Data extracted from a collection
*****

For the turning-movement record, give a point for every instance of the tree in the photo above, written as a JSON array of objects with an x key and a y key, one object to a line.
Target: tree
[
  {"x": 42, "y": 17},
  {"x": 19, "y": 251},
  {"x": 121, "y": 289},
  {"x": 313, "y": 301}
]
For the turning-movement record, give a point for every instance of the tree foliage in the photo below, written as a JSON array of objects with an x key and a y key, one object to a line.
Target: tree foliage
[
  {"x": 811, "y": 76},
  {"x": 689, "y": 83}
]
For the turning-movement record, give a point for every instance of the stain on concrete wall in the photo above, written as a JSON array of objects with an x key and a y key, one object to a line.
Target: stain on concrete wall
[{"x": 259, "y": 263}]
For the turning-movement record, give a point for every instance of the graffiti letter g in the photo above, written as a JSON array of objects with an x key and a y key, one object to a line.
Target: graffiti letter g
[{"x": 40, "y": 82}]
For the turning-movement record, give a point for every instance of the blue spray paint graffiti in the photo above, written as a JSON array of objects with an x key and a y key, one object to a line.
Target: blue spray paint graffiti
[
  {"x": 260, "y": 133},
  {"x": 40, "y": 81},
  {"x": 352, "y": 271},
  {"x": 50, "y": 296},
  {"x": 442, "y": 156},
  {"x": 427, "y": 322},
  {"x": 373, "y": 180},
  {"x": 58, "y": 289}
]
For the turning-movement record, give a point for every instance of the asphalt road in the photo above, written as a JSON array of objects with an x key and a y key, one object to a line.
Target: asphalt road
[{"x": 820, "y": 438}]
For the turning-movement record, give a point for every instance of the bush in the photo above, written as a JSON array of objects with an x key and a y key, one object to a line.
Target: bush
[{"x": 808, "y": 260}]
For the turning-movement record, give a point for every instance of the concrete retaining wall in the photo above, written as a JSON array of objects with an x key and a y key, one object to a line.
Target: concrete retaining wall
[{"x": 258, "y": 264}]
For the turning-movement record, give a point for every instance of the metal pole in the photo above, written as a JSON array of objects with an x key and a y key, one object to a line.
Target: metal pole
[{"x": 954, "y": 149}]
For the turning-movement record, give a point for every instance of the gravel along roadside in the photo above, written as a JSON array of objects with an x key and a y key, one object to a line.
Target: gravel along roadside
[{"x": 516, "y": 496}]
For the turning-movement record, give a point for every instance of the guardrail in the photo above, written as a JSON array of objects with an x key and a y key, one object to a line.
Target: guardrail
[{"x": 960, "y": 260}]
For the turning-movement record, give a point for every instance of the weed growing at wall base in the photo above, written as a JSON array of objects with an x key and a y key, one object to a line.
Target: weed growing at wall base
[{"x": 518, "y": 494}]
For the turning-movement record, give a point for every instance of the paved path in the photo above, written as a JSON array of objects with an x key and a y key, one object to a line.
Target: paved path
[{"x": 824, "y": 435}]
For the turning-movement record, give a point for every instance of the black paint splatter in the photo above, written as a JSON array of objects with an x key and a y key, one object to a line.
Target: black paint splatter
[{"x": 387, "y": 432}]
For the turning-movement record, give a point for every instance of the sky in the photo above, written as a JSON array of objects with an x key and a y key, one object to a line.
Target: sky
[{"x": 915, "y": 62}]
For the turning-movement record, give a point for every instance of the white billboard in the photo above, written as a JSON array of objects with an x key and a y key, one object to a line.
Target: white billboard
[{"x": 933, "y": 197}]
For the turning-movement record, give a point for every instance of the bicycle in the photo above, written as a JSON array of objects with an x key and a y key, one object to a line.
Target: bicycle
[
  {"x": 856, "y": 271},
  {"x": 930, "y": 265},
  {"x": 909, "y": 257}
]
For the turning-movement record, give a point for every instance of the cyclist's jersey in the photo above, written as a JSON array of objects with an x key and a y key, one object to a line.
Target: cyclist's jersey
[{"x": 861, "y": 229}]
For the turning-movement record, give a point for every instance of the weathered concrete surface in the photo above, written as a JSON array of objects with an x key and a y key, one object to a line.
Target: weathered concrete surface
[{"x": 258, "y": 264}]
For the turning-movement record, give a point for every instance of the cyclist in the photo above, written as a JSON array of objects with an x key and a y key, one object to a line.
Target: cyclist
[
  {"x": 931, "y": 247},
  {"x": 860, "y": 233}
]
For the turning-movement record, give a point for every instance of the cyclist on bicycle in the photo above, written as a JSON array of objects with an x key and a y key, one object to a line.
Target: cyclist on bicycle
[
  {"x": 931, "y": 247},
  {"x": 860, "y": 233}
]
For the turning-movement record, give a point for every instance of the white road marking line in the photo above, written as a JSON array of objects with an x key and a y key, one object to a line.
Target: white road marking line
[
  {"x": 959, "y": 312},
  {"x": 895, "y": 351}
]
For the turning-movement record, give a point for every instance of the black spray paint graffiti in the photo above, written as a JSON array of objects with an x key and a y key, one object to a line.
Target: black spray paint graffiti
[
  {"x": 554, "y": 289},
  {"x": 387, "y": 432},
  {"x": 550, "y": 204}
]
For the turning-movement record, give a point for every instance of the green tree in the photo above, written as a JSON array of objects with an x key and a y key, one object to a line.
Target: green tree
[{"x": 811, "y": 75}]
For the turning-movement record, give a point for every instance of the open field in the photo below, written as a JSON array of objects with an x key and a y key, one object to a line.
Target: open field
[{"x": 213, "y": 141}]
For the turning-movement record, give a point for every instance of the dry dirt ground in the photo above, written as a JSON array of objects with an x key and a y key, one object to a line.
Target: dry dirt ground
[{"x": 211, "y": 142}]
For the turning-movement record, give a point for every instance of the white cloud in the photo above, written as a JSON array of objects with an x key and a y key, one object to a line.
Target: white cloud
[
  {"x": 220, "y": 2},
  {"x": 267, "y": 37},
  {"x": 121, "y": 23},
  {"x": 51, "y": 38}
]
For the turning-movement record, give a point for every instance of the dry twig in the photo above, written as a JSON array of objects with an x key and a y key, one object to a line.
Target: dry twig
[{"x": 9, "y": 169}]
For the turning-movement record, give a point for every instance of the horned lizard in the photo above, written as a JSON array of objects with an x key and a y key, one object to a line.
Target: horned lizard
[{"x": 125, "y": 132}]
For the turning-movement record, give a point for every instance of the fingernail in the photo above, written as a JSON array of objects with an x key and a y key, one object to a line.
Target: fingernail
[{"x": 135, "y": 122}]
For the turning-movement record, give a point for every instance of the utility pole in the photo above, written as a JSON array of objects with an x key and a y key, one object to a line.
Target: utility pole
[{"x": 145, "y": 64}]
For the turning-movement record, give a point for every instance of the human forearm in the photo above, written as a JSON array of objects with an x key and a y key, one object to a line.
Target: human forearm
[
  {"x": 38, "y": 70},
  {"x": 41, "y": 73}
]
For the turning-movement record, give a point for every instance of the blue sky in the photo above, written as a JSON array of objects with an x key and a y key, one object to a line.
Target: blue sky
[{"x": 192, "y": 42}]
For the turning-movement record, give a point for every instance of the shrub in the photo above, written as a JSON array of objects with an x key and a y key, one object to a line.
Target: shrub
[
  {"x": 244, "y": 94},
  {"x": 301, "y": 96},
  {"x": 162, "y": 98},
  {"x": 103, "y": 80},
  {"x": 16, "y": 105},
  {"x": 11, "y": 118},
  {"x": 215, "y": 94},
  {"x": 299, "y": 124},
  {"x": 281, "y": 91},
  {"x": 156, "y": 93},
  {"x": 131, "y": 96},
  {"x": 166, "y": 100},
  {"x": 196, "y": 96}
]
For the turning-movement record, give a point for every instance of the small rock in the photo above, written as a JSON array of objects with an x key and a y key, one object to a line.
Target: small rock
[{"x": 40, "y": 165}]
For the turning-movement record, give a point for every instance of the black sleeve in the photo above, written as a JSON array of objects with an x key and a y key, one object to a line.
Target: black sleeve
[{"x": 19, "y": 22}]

*****

▶ Instructions for the task
Copy out the whole listing exactly.

▶ Exercise solution
For the turning-movement record, give a point for every instance of the tree in the photo above, written as a JSON array of objects with an x key and a y key, one object to a line.
Target: tree
[
  {"x": 42, "y": 17},
  {"x": 19, "y": 251},
  {"x": 121, "y": 289},
  {"x": 313, "y": 301}
]
For the turning-movement record, give a point for every instance of the tree foliage in the photo below, written as a JSON array of objects with an x key and a y key, one object to a line.
Target: tree foliage
[
  {"x": 811, "y": 76},
  {"x": 689, "y": 83}
]
For the turning-movement record, give a point for every instance of the stain on concrete wall in the photo above, written as a JSON array of objects with an x key and a y key, one object to a line.
Target: stain on concrete wall
[{"x": 259, "y": 263}]
For the turning-movement record, give a point for every instance of the graffiti letter g in the photo above, written as a JSON array of objects with an x key and a y key, one object to a line.
Target: graffiti letter g
[{"x": 40, "y": 82}]
For the turning-movement record, give a point for every instance of the blue spray paint graffiti in the photo above, written as a JSON array of objects with an x key and a y key, one object to a line.
Target: blue spray paint graffiti
[
  {"x": 260, "y": 133},
  {"x": 40, "y": 81},
  {"x": 352, "y": 271},
  {"x": 50, "y": 296},
  {"x": 442, "y": 156},
  {"x": 427, "y": 322},
  {"x": 373, "y": 180},
  {"x": 58, "y": 289}
]
For the turning-movement record, give a point for every instance of the asphalt road in the photo above, written as a JSON array of objects with an x key and a y key, one object to a line.
Target: asphalt road
[{"x": 820, "y": 438}]
For the turning-movement record, give a point for every instance of the bush in the photo above, written as a JSON array of objects with an x key and a y key, one object to a line.
Target: bush
[{"x": 808, "y": 260}]
For the turning-movement record, give a point for every instance of the concrete retaining wall in the photo above, written as a JSON array of objects with an x key and a y key, one object to a line.
Target: concrete retaining wall
[{"x": 258, "y": 264}]
For the turning-movement record, give a point for every instance of the metal pole in the photo above, written as a JSON array of objects with an x key and a y key, one object to a line.
Target: metal pole
[{"x": 954, "y": 149}]
For the turning-movement record, give a point for every instance of the gravel along roadside in the photo above, written as a JSON array of objects with an x key and a y key, one object to a line.
Target: gravel along roadside
[{"x": 516, "y": 496}]
For the turning-movement record, give a point for every instance of the guardrail in the photo above, written as a JSON array of objects with an x key and a y key, one object to a line.
Target: guardrail
[{"x": 960, "y": 260}]
For the turning-movement record, give a point for every instance of the weed growing at wall base in the photo above, written as a JSON array of objects with an x key and a y key, one object to a line.
Target: weed growing at wall base
[{"x": 518, "y": 494}]
For the turning-movement record, give a point for every instance of the paved path in the photo above, written as a JSON array of objects with an x key and a y key, one object to a line.
Target: paved path
[{"x": 824, "y": 435}]
For the turning-movement record, give a point for every instance of the black paint splatter in the photo above, written as a JSON array of objects with an x key and a y key, one object to a line.
Target: black paint splatter
[{"x": 387, "y": 432}]
For the turning-movement record, give a point for every instance of the sky in the photo above, written as a JSON array of objects with an x key and a y key, one object to a line.
Target: sky
[{"x": 915, "y": 62}]
For the turning-movement record, give a point for every instance of the white billboard in the photo above, written as a JSON array of objects with an x key and a y key, one object to a line.
Target: white billboard
[{"x": 933, "y": 197}]
For the turning-movement record, give a point for every instance of the bicycle in the photo above, written as a JSON array of objects with an x key and a y key, one object to a line.
Target: bicycle
[
  {"x": 856, "y": 271},
  {"x": 930, "y": 265},
  {"x": 909, "y": 257}
]
For the turning-movement record, give a point for every instance of the cyclist's jersey in the photo above, written as a JSON array of objects with an x key and a y key, one object to a line.
Target: cyclist's jersey
[{"x": 861, "y": 229}]
For the turning-movement record, give a point for every instance of the weathered concrete surface in the photo above, written as a JSON array of objects with an x key and a y key, one object to a line.
Target: weathered concrete surface
[{"x": 258, "y": 264}]
For the turning-movement record, give a point for every instance of the cyclist in the photo above, written as a JSON array of objects with an x key and a y key, one object to a line.
Target: cyclist
[
  {"x": 931, "y": 247},
  {"x": 860, "y": 233}
]
For the turning-movement record, give a point for every instance of the cyclist on bicycle in the photo above, written as a JSON array of objects with an x key and a y key, one object to a line.
Target: cyclist on bicycle
[
  {"x": 931, "y": 247},
  {"x": 860, "y": 233}
]
For the turning-movement record, give a point for every instance of the white road marking line in the photo above, written as a JSON array of objects with an x key and a y key, one object to a line.
Target: white road marking line
[
  {"x": 959, "y": 312},
  {"x": 895, "y": 351}
]
For the turning-movement record, give a point for every instance of the black spray paint graffiti in the photo above, written as a JSON array of objects with an x key and a y key, one object to a line.
Target: black spray paint graffiti
[
  {"x": 554, "y": 289},
  {"x": 387, "y": 432},
  {"x": 550, "y": 204}
]
For the turning-movement record, give a point for every instance of the green tree in the photo above, written as a JSON array of objects with an x key and a y key, one object to a line.
Target: green tree
[{"x": 811, "y": 75}]
For the turning-movement record, give a point for every instance of the open field in the photo below, written as a JSON array of objects with an x key and a y key, one object to a line.
Target: open field
[{"x": 213, "y": 141}]
For the turning-movement record, give a point for every instance of the dry dirt ground in the photo above, written as a JSON array of objects with an x key and a y key, one object to a line.
Target: dry dirt ground
[{"x": 211, "y": 142}]
For the turning-movement record, give a point for every instance of the white cloud in the photo above, written as a JSON array of objects with an x key and a y key, one object to a line.
Target: white cloud
[
  {"x": 220, "y": 2},
  {"x": 267, "y": 37},
  {"x": 121, "y": 23},
  {"x": 51, "y": 38}
]
For the turning-movement record, give a point for every instance of the dry twig in the photo above, written as a JSON array of objects with an x key and a y key, one object to a line.
Target: dry twig
[{"x": 9, "y": 169}]
For the turning-movement record, give a point for every instance of the horned lizard in the photo above, written as a JSON array of objects with an x key and a y key, one object to a line.
Target: horned lizard
[{"x": 125, "y": 132}]
For the turning-movement record, give a point for every instance of the fingernail in the photo above, written as a JSON array of objects with an x key and a y key, one object to a line.
Target: fingernail
[{"x": 135, "y": 122}]
For the turning-movement record, give a point for every instance of the utility pole in the photo above, written as a JSON array of objects with an x key and a y key, one object to a line.
Target: utility pole
[{"x": 145, "y": 64}]
For the turning-movement record, give a point for every instance of the human forearm in the photo above, written as a JSON array of objects with an x key and a y key, one object to a line.
Target: human forearm
[
  {"x": 38, "y": 70},
  {"x": 41, "y": 73}
]
For the turning-movement record, give a point for every instance of the blue sky in the photo above, written as a JSON array of objects with an x key and a y key, one object to a line.
Target: blue sky
[{"x": 192, "y": 42}]
For the turning-movement record, give a point for every instance of the shrub in the photo above, written as a JSON array of objects with an x key and a y key, one object to a line.
Target: shrub
[
  {"x": 244, "y": 94},
  {"x": 301, "y": 96},
  {"x": 162, "y": 98},
  {"x": 103, "y": 80},
  {"x": 16, "y": 105},
  {"x": 11, "y": 118},
  {"x": 215, "y": 94},
  {"x": 299, "y": 124},
  {"x": 281, "y": 91},
  {"x": 156, "y": 93},
  {"x": 131, "y": 96},
  {"x": 166, "y": 100},
  {"x": 196, "y": 96}
]
For the turning-movement record, give a point for every instance of the small rock in the photo above, written as a JSON array of objects with an x key and a y key, one object to a line.
Target: small rock
[{"x": 40, "y": 165}]
For the turning-movement record, give a point for every instance of the black sleeve in the photo above, written as a JSON array of objects with an x key and a y key, one object to a line.
Target: black sleeve
[{"x": 19, "y": 22}]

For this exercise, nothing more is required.